What this exercise asks:
[1] From the passage on jesters and mystics, return everything from "They didn’t try" down to "of the truth.", copied word for word.
[2] In one to three sentences, explain why the passage on jesters and mystics says it matters that we still have public jesters.

Page text:
They didn’t try to win arguments. They tried to help us see the absurdity—and laugh, even if the laugh caught in our throats. They weren’t offering talking points. They were offering themselves. Their humanity.
These hosts are not perfect prophets, no prophet ever is, but in a culture where politicians rehearse lies and corporations script narratives, it matters that we still have public jesters with enough reach, wit, and courage to tell a bit of the truth.
The mystic’s job, whether cloaked in robes or wrapped in profanity, has always been to drag hidden truths into the light. Meister Eckhart risked charges of heresy to talk about a God found in silence rather than cathedrals. James Baldwin, who called himself a witness, insisted that America could not heal until it faced its lies. Carl Jung, sitting with patients in Zurich, warned that the greatest danger was not neurosis but unconsciousness, the things we refuse to see about ourselves. Different uniforms, same vocation, they were all trying to unmask illusions before the illusions killed us.

Source data:
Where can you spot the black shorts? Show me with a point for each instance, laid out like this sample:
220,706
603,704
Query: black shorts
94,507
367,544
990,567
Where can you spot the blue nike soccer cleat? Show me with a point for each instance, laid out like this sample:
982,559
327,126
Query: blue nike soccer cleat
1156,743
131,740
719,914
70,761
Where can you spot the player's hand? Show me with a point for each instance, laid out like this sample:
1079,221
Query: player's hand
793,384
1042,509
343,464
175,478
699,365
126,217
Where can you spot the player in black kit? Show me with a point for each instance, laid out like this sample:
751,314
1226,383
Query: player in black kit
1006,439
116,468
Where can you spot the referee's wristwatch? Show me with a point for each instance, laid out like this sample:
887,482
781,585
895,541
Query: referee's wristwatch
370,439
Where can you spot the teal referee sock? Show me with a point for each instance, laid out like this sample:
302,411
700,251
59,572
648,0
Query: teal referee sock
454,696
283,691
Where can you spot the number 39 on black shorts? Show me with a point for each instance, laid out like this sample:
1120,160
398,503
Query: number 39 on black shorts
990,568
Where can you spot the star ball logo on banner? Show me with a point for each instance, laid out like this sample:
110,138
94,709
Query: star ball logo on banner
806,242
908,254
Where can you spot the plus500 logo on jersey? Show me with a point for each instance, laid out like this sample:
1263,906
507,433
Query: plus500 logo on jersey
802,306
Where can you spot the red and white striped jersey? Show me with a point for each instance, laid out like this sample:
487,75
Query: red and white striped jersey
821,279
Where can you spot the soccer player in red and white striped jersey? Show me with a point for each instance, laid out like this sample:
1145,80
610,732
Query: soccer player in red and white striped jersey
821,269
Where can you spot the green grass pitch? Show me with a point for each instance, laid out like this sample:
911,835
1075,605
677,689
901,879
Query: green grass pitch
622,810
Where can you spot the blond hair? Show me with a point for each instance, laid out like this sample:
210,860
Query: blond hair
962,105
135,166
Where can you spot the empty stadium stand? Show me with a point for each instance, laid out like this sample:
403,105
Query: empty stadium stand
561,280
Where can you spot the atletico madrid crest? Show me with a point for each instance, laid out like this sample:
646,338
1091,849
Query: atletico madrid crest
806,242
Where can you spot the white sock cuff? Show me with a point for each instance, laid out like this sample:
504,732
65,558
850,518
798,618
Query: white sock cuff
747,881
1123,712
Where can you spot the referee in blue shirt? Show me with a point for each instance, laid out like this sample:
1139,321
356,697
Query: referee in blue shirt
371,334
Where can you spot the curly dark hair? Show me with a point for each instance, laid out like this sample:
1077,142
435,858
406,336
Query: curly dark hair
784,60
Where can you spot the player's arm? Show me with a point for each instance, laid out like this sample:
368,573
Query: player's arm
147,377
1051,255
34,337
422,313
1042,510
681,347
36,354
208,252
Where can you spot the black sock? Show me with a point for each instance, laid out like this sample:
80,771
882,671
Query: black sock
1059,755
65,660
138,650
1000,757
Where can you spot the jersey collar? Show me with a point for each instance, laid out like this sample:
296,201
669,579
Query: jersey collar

Per-task outputs:
[1]
They didn’t try to win arguments. They tried to help us see the absurdity—and laugh, even if the laugh caught in our throats. They weren’t offering talking points. They were offering themselves. Their humanity.
These hosts are not perfect prophets, no prophet ever is, but in a culture where politicians rehearse lies and corporations script narratives, it matters that we still have public jesters with enough reach, wit, and courage to tell a bit of the truth.

[2] Politicians rehearse lies and corporations script narratives. So it matters that there are still public jesters with enough reach, wit, and courage to tell a bit of the truth.